**Text provided:**
Café Scientifique

Written by Miro Cafolla

Last year, our very own Café Scientifique gave us the invaluable opportunity to discuss, in a scientific way, orthodox and alternative approaches to COVID-19. If you missed the talks, do watch these videos!

This academic year’s Café Scientifique focused on the social and economic impact of advanced scientific research.

The first talk was delivered by Professor Caleb-Solly in the Epiphany term. Professor Caleb-Solly is Professor of Embodied Intelligence at the University of Nottingham, UK.

Professor Caleb-Solly and Pepper, one of the smart robots she is contributing to developing.

Professor Caleb-Solly is currently developing intelligent robotics and smart technology solutions that seek to empower people in their everyday lives. In other words, real robots that can help us with a wide variety of tasks, particularly in the field of social care. Professor Caleb-Solly highlighted the main features of these exciting machines, significantly different from the dark future cyborgs depicted by Hollywood movies. Intelligent robotics will address the impact of ageing-related impairments, support wellness and health, enable intensive rehabilitation, and replace diminished or lost functions. The introduction of machines on the large scale may, however, raise a number of ethical issues, from the potential loss of social care jobs to privacy issues with robots potentially accessing full sets of personal data. Professor Caleb-Solly answered a number of questions from the audience on this front and suggested some potential solutions. The goal of robots should be to support us and complement the standard care from relatives, friends and social workers when this may not be available or might not be enough. Thus, robots should not replace human-human interactions, and their use should be carefully evaluated in every specific case. Privacy issues may be minimised with an efficient regulation of data protection and with the robots being unable to transmit any personal data to external database.

The second talk was given by Professor Francesco Stellacci, at the beginning of the Easter term. Professor Stellacci is a world’s leading expert in the field of nanotechnology and leads the heads the Supramolecular NanoMaterials and Interfaces Laboratory, EPFL at Lausanne.

**Recorded data:**
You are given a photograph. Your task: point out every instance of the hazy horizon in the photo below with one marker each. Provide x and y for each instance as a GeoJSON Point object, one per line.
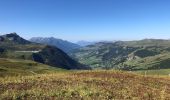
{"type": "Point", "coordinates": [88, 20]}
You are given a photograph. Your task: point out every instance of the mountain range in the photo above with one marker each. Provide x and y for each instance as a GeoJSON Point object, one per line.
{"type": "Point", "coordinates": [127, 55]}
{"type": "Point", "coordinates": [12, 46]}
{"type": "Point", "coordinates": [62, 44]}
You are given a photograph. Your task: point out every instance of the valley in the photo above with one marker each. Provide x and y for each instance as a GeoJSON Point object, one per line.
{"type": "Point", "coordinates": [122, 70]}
==
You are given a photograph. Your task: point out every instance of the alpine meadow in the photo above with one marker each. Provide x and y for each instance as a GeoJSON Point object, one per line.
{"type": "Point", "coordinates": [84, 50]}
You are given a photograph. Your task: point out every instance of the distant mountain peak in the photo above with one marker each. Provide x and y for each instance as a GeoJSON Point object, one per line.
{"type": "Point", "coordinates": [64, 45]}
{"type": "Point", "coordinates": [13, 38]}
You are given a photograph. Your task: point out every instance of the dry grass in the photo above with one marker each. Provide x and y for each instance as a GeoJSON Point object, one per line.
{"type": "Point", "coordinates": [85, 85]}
* * *
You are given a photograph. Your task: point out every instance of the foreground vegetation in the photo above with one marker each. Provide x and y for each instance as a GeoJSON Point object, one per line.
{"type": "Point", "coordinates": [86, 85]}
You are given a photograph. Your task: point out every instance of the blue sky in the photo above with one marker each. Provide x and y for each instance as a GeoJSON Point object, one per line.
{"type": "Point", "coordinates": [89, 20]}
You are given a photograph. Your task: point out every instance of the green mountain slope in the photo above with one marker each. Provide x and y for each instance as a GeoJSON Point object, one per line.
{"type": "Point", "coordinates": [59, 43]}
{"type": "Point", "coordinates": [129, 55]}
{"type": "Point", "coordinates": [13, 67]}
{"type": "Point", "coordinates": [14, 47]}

**Problem statement:** Please continue the Café Scientifique article from its last sentence, about Professor Stellacci.

**Response:**
Professor Stellacci is currently developing a new method to efficiently recycle plastics mimicking nature. Professor Stellacci started his talk giving a shocking statistic: by 2050, ten billion of tons of plastics are projected to be produced yearly! Even if in the best case scenario, all the current plastic materials are substituted by bio-sourced and biodegradable polymers, the sustainability problem would still remain. Sourcing of these polymers will inevitably generate issues in deforestation and in competition for land with food production. Their final degradation products will inevitably shift the equilibrium of local ecosystems with unknown consequences.

Professor Stellacci is currently working on a revolutionary project to solve this problem. His work is inspired by nature. Nature constantly produces natural polymers, but perfectly sustainable: proteins. Proteins are constantly recycled when living systems feed: old proteins are digested, converted to basic units, amino acids and then converted to new and perfectly efficient proteins. Professor Stellacci showed some exciting and promising results of his own research showing that it is possible to efficiently recycle protein-based materials, outside living organisms. The next step will be to move to plastic polymers.

Professor Stellacci thus challenged the current economic model which is based on an infinite growth and hence consumption of all the available natural resources. Professor Stellacci  suggested that a circular economy where used materials are efficiently recycled into new ones.

Our Café Scientifique talks have attracted, as always, a large audience from different backgrounds, and showed what we do best here at John’s: create a supportive and inclusive community where ideas and opinions are constructively discussed to shape together our future.

Professor Stellacci’s revolutionary research gained the cover of Advanced Materials, one of the most prestigious journals in nanotechnology.